**Stated exercise:**
Print the material below without changes, starting at the line that contains "Indicate the car roof" and stopping after the line that contains "[(47, 265)]".

**Material shown:**
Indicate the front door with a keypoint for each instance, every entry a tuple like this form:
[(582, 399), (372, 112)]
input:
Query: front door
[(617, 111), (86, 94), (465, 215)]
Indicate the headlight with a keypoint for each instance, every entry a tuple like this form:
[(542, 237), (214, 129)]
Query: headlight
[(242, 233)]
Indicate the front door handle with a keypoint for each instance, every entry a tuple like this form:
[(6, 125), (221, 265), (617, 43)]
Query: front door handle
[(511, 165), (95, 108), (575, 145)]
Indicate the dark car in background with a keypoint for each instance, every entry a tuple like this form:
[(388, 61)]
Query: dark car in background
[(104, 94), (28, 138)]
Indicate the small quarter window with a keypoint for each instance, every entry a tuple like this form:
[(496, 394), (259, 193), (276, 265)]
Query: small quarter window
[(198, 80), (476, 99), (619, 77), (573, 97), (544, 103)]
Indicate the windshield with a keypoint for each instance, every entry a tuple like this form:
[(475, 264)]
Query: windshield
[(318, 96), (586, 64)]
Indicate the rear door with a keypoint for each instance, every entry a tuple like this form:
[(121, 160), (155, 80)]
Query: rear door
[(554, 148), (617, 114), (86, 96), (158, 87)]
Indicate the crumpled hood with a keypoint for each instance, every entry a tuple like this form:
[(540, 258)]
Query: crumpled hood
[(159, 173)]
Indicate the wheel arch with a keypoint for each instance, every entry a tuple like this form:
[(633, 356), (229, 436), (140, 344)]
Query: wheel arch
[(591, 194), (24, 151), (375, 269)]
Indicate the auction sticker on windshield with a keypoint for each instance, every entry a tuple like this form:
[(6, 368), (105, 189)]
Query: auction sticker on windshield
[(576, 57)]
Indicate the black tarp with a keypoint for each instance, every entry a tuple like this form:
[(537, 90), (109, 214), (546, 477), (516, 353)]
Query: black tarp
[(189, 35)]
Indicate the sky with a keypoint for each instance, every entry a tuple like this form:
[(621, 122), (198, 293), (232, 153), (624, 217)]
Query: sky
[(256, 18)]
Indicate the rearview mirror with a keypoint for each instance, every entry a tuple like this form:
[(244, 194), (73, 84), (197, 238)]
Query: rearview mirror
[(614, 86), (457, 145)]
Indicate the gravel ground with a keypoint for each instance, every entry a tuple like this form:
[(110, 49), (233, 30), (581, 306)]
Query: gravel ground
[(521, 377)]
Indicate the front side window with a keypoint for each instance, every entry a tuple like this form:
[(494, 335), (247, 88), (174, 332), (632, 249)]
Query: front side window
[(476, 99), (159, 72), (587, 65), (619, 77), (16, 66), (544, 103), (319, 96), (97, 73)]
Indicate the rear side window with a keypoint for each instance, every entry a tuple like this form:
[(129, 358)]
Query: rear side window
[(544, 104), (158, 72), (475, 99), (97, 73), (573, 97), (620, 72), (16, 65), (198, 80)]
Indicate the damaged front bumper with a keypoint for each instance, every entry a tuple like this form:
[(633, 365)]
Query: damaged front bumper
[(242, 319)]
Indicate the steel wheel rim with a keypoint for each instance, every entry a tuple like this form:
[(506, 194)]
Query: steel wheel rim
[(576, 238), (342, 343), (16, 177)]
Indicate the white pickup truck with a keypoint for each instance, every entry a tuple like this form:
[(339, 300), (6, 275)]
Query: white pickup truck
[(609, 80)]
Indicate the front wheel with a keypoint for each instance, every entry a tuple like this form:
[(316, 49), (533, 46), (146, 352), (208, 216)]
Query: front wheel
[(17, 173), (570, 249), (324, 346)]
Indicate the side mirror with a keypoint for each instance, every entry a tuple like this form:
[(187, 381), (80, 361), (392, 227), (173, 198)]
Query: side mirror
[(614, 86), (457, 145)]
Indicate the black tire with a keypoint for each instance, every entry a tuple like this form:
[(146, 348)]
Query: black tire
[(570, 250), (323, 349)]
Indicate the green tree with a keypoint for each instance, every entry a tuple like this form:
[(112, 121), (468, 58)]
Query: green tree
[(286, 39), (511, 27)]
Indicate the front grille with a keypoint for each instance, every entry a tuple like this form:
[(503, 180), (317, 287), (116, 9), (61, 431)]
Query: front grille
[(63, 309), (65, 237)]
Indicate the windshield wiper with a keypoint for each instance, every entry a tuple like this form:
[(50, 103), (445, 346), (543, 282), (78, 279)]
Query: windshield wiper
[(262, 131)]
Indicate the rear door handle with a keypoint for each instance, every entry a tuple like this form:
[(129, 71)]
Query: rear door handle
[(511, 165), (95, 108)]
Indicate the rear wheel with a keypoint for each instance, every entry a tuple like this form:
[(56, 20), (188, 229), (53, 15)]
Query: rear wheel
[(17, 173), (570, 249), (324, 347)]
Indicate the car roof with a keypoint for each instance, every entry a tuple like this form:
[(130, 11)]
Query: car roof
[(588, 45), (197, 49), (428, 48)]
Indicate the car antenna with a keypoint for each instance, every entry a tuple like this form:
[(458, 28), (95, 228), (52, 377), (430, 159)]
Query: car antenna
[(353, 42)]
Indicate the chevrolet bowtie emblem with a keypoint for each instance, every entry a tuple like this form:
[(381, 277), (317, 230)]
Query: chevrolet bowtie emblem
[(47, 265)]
...
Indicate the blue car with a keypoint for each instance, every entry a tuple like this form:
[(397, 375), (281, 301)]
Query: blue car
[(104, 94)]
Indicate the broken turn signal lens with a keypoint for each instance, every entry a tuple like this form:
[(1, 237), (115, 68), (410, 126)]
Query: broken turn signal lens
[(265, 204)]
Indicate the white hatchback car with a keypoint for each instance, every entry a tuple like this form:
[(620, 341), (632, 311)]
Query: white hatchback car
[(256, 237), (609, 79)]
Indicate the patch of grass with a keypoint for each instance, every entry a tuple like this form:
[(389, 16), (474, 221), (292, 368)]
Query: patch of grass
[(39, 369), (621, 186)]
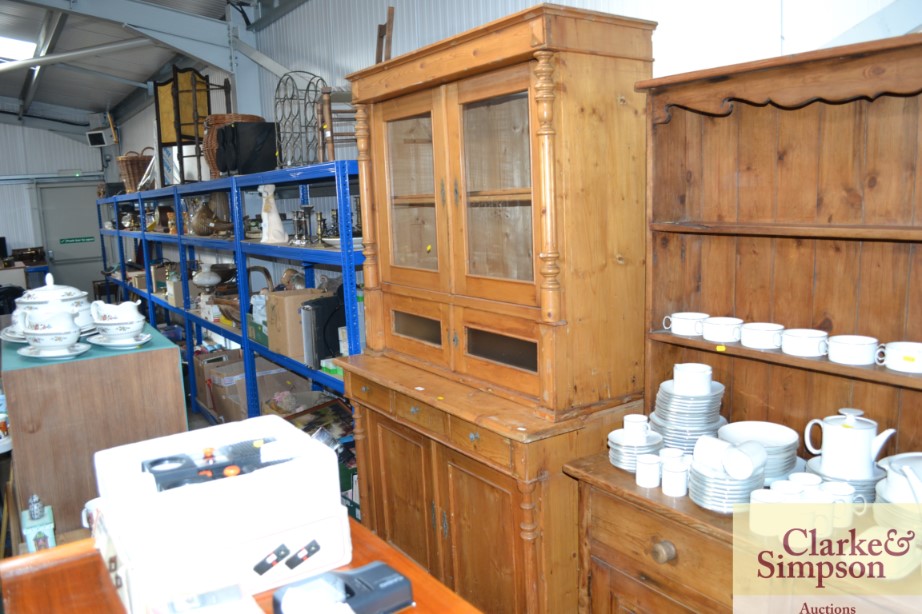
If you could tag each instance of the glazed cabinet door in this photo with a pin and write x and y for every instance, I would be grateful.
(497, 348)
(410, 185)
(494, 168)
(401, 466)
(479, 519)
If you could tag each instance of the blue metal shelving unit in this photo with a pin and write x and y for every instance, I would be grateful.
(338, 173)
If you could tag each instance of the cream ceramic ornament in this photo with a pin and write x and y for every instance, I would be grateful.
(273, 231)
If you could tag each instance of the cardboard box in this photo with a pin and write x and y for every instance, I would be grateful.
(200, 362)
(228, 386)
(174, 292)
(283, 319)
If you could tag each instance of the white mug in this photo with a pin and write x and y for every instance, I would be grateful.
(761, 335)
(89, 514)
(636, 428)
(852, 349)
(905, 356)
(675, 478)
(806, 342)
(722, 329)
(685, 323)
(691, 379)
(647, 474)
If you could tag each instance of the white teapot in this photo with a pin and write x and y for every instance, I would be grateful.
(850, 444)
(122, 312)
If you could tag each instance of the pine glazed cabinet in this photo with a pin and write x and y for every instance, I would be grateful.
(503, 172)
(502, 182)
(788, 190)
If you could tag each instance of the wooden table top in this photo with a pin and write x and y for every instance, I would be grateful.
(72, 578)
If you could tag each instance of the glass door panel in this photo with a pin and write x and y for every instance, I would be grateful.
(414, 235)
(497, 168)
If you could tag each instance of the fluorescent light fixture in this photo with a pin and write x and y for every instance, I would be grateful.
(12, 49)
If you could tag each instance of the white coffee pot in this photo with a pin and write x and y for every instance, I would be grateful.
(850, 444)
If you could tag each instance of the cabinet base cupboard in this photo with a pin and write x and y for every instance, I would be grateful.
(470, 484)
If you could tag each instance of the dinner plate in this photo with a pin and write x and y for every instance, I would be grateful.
==
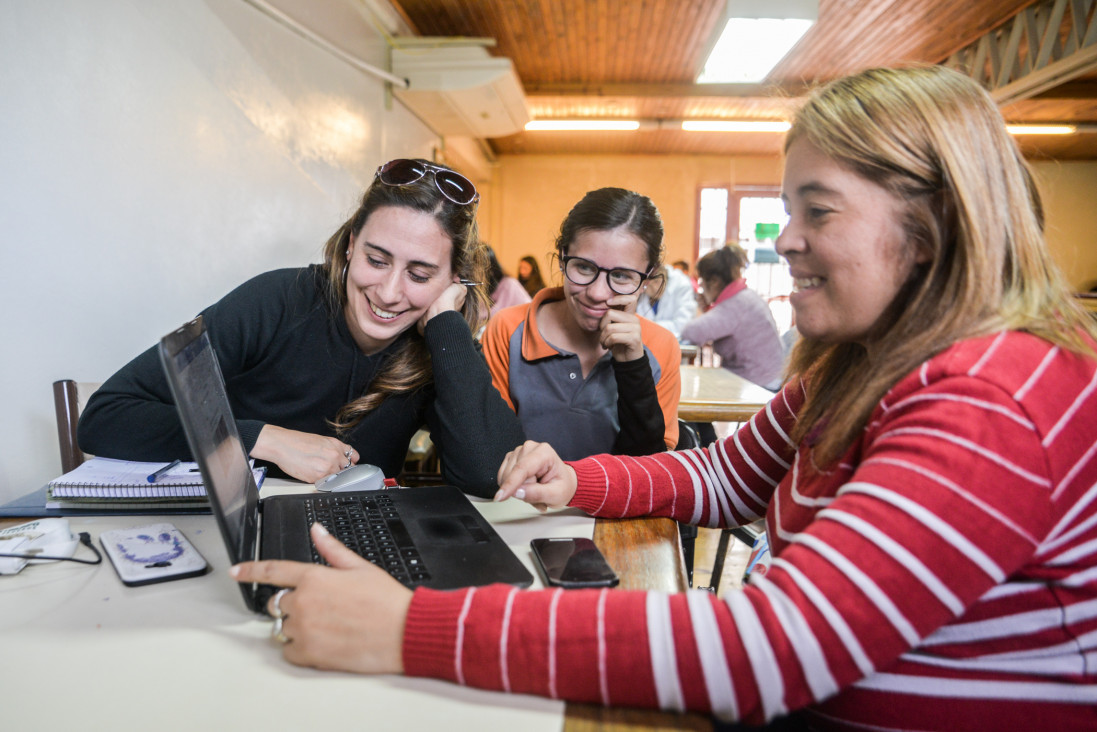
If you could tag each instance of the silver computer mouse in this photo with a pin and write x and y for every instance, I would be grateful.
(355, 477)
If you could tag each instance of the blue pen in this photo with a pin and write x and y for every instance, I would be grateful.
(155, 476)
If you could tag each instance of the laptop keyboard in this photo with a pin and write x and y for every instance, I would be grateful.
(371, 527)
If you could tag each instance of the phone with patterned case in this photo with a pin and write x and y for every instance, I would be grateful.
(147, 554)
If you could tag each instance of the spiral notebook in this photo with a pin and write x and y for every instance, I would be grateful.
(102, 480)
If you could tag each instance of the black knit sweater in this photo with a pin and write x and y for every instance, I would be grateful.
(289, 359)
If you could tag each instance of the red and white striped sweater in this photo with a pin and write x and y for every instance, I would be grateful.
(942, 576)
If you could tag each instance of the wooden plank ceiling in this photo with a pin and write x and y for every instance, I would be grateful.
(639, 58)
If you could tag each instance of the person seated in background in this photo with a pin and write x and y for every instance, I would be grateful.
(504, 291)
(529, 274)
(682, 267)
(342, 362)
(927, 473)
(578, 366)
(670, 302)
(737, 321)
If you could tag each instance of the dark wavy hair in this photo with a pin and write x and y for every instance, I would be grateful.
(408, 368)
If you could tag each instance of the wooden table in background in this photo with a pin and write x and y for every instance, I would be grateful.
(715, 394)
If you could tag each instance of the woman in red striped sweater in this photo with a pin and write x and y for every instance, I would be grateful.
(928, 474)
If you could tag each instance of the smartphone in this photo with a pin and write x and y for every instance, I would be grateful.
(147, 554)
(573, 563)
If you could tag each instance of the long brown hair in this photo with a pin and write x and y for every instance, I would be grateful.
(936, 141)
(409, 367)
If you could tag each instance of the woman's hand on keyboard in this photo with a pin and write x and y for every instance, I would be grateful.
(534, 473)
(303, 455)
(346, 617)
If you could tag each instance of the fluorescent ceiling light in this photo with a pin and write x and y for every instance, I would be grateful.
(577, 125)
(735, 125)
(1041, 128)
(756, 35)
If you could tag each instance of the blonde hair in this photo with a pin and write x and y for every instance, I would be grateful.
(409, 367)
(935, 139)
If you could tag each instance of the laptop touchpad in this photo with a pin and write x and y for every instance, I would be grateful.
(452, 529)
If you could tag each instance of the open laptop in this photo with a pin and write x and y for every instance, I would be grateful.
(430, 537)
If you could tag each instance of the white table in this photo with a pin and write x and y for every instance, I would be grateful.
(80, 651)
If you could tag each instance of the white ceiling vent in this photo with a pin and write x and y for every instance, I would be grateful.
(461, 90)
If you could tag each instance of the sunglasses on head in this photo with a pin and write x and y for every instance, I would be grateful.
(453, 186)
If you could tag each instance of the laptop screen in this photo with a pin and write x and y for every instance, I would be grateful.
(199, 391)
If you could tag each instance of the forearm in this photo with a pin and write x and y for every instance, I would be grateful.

**Task output:**
Indicate the car roof with a keypoint for each instance, every entry a tuple like this form:
[(130, 11)]
Query: car roof
[(588, 45), (197, 49), (428, 48)]
Indicate the car antenna with a keypoint for each instance, every entry a tuple like this form:
[(458, 28), (95, 228), (52, 377), (430, 159)]
Query: car antenna
[(353, 42)]
Indicate the chevrolet bowtie emblem with a keypoint for each instance, every entry a tuple like this form:
[(381, 277), (317, 230)]
Query: chevrolet bowtie emblem
[(47, 265)]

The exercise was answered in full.